▶ _Text section_:

3. Proposed Analysis Framework
In this paper, we present a planning approach for the stacked benefits application of an ES simultaneously providing: N-1 contingency, voltage management, and frequency regulation services. The primary application for the ES is providing N-1 contingency support. Therefore, when the feeder requires contingency support, 100% of the ES is deployed to mitigate the substation transformer overloading. When contingency support is not required, ES is committed to providing secondary benefits, i.e., voltage support and frequency regulation. The energy storage commitment for both voltage management and frequency regulation support is assumed to be 50%.
3.1. Define/Identify Application Scenario
In this section, the details of both primary and secondary application cases are presented, along with an ES control scheme used to provide the stacked grid benefits.

▶ _Material supplied_:

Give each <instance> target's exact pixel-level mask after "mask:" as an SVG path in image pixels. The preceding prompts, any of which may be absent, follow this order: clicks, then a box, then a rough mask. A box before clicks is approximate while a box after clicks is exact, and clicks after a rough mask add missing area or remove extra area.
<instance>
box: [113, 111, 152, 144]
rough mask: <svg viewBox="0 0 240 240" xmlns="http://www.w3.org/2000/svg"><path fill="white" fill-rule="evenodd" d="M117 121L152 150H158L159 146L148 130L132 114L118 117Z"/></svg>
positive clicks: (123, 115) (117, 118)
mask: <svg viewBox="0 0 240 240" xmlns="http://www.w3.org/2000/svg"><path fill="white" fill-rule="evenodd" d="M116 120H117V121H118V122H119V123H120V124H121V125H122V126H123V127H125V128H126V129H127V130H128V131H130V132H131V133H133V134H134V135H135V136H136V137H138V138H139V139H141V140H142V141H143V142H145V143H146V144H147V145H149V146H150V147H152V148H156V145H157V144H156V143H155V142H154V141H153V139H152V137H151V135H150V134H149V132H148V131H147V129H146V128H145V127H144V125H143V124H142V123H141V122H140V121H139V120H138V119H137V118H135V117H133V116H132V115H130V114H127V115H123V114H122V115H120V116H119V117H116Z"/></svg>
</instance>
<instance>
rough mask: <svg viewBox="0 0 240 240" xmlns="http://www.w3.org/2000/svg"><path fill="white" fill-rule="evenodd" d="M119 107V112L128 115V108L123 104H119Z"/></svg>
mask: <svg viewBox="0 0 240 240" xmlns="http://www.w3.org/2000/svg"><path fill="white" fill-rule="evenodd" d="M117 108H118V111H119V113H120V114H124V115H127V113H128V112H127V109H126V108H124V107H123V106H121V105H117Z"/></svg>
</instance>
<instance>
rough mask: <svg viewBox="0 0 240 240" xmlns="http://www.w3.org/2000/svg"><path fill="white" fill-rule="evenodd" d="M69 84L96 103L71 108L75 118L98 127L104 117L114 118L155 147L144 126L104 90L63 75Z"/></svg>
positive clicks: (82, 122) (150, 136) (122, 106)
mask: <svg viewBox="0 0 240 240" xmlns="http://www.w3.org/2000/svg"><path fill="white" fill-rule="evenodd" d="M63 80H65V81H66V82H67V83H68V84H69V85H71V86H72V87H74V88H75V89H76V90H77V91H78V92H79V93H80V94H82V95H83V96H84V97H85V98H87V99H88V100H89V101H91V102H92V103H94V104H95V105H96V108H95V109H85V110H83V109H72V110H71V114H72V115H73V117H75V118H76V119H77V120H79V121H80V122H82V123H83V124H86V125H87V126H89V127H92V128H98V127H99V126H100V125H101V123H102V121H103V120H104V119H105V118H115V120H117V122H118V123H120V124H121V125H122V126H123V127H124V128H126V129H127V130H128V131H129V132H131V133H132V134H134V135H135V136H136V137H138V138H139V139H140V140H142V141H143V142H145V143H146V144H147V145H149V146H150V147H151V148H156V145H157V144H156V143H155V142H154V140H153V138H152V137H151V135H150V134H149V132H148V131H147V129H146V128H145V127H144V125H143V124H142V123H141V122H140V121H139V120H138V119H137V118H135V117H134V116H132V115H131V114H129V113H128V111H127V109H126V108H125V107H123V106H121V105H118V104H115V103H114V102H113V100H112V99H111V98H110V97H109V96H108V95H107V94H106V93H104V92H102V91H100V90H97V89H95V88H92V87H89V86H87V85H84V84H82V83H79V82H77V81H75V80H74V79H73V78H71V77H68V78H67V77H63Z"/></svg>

▶ _What the exercise asks_:
In the section on the proposed analysis framework, restate the paragraph beginning "In this paper, we present a planning approach" as a short bulleted list that keeps its main facts.

▶ _The answer_:
- The paper presents a planning approach for stacked benefits from an ES that provides N-1 contingency, voltage management, and frequency regulation services at the same time.
- N-1 contingency support is the ES's primary application.
- When the feeder needs contingency support, 100% of the ES is deployed to mitigate substation transformer overloading.
- When contingency support is not needed, the ES provides secondary benefits: voltage support and frequency regulation.
- The ES commitment to voltage management and to frequency regulation is each assumed to be 50%.